Records for the task:
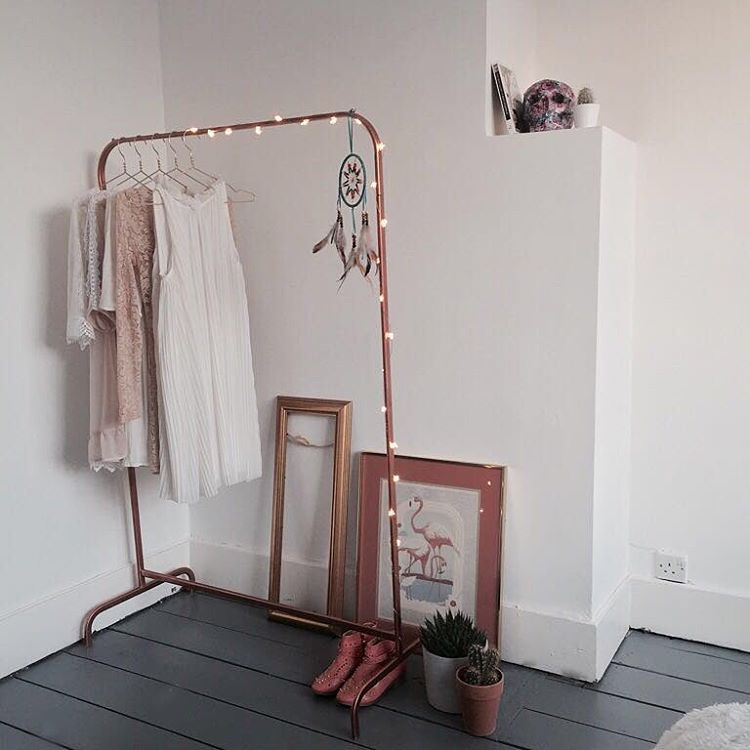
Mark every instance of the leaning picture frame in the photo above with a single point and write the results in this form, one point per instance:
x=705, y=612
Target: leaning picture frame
x=450, y=519
x=341, y=413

The problem:
Quote all of the data above verbatim, leaving out the pictures.

Right answer:
Mark every instance of the leaning picture frame in the photo above with a single point and write the results in this form, one point per instance:
x=705, y=612
Target: leaning picture frame
x=450, y=519
x=341, y=413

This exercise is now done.